- **Условие задания**
Выпишите из текста об эмиграции в Америку фрагмент слово в слово: от слов «Я не хочу сказать, что» до слов «друг и адвокат.» включительно.

- **Исходный текст**
Через плечо не горячо
17 лет назад, в середине марта, мы приехали в Америку и поселились в Нью-Йорке. У нас не было ощущения, что это эмиграция, но уехали мы от того же, что сейчас правит бал в России. Мое близкое окружение отреагировало на проявление из негатива образа Путина спазмами стеснительного великодержавного упоения, и это было настолько противно, что мне захотелось быть ото всего этого подальше.
Но жизнь моя практически не изменилась: я как писал все предыдущие годы, начиная со студенческих лет, так и продолжал писать; как снимал бездомных, так и продолжал их снимать, видя, конечно, разницу, но приблизительную. Один из самых близких моих приятелей Алик Сидоров уверял меня, что я совершаю ошибку. Зачем надо было уезжать, чтобы делать то же самое, что и раньше? Имеет смысл делать что-то другое и новое. Заняться бизнесом, заработать кучу денег. Но я делал только то, что мне было интересно: как писал с андеграундных времен только то и только так, чтобы искать в этом удовлетворение, так и продолжал и, очевидно, продолжу.
Я не хочу сказать, что считаю себя правым. Пригов, возможно, немного лукавя, а может, и не немного, уверял, что, начни он жизнь в новую эпоху, вряд ли стал бы поэтом, а искал бы профессию столь же резонансную эпохе, как поэзия в 70-80-х прошлого века. Возможно, он прав. Наша самоуверенность понуждает нас пренебрегать течением, которым управляем не мы, нас оно несет или даже тащит. Но заранее настраиваться на резонанс до сих пор кажется не очень приличным что ли, хотя, возможно, это лишь самооправдание, наш самый близкий и интимный друг и адвокат.
Одно я знаю точно: мне не надоело. Я пишу с тем же непримиримым азартом, что и раньше, и все также веду разговор с воображаемым собеседником, толи по рецепту Савича, то ли Баратынского. И тут же, конечно, вспоминаю, как Кривулин спорил с Бродским: первый назвал Баратынского роскошным поэтом, второй поправил: хорошим, Витя. Но это и есть возможность читать (а значит, и писать) так, чтобы это было не в коня корм. То есть вне мейнстрима и ближе к обочине. Я очень ценю высказывание философа, зарабатывавшего на жизнь шлифованием линз, что прекрасное редко, а редкое прекрасно. Если вычесть из этого утверждения пресный привкус романтизма, то получится примерно то, что я и хотел сказать.
Что 17 лет назад был такой же холодный март, но снег выпал в следующем феврале. Что эмиграция – мучительная вещь, и первые лет десять хочется вернуться, а потом все как-то приедается и становится неразличимо знакомым, оставаясь при этом чуждым, но уже безболезненным. И я не сомневаюсь, что, вернись я в Россию, я стал бы опять снимать бездомных, как снимал их этим мартом – который, как и когда-то, за десять лет до перестройки, отзывается на пароль: смерти, увечья, аресты. Разве что оптика разная: тогда выхода из туннеля, сегодня входа в него. Да и наконечник из бостонских экскурсоводов, которыми я опять все завершаю, поменялся бы на петербургских. Разница только кажется иллюзорной.

- **Фрагмент набора данных**

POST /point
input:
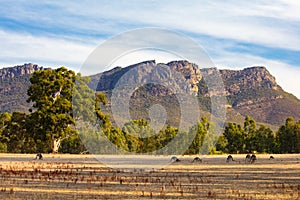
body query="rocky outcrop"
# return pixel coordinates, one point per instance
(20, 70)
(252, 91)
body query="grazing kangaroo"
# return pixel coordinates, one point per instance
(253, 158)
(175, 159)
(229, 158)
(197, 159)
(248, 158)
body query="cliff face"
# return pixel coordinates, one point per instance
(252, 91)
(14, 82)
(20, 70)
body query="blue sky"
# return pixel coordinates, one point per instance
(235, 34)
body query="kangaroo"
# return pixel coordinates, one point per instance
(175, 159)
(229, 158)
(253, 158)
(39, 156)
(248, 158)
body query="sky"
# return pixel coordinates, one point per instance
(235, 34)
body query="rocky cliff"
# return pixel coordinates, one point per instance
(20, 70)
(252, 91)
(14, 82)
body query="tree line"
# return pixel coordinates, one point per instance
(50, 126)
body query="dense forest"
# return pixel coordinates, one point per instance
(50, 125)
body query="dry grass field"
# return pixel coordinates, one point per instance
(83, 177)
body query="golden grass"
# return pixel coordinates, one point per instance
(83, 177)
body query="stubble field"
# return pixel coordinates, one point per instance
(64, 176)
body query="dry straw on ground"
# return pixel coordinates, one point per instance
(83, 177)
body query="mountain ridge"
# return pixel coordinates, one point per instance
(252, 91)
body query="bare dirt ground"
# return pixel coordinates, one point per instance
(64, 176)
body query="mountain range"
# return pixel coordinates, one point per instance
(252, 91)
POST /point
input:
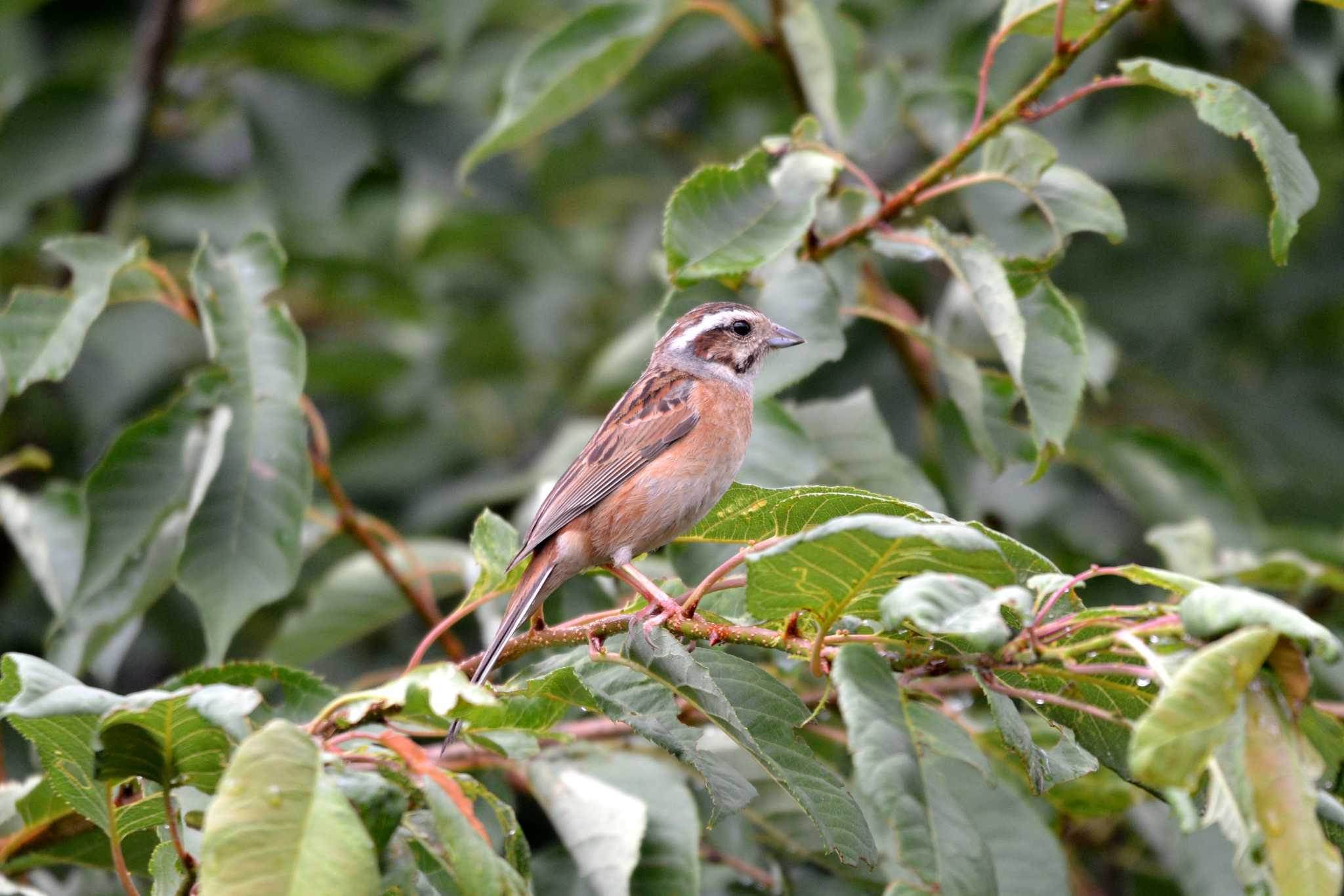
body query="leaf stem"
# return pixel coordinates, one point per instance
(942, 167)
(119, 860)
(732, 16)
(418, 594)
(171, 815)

* * *

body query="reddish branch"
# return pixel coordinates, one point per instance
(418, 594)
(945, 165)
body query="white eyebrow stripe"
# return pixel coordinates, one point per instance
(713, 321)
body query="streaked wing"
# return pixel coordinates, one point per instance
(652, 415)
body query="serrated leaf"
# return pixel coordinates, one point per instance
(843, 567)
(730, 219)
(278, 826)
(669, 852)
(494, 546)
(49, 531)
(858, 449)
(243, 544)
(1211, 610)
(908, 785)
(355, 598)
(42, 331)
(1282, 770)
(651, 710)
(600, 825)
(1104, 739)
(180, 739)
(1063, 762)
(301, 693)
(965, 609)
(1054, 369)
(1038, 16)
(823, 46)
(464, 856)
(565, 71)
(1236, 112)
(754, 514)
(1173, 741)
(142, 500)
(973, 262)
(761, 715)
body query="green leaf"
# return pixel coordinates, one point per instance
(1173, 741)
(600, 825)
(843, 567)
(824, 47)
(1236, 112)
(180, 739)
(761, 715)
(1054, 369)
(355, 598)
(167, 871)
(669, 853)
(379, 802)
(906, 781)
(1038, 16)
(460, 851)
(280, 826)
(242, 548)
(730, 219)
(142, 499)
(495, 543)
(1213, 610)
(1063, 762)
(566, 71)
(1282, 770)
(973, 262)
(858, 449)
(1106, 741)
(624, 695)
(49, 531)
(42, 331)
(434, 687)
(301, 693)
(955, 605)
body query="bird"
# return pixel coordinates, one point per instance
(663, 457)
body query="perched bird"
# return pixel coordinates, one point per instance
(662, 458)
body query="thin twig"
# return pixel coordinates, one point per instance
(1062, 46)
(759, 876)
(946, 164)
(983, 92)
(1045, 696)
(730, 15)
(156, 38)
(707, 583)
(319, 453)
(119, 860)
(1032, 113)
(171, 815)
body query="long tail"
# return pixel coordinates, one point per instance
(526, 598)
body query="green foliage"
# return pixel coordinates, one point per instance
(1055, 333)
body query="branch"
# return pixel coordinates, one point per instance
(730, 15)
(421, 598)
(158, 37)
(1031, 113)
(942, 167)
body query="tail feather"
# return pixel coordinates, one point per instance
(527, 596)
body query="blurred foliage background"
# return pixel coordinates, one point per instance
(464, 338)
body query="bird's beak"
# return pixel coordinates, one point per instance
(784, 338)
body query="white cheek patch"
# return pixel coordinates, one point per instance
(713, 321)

- **Решение**
Я не хочу сказать, что считаю себя правым. Пригов, возможно, немного лукавя, а может, и не немного, уверял, что, начни он жизнь в новую эпоху, вряд ли стал бы поэтом, а искал бы профессию столь же резонансную эпохе, как поэзия в 70-80-х прошлого века. Возможно, он прав. Наша самоуверенность понуждает нас пренебрегать течением, которым управляем не мы, нас оно несет или даже тащит. Но заранее настраиваться на резонанс до сих пор кажется не очень приличным что ли, хотя, возможно, это лишь самооправдание, наш самый близкий и интимный друг и адвокат.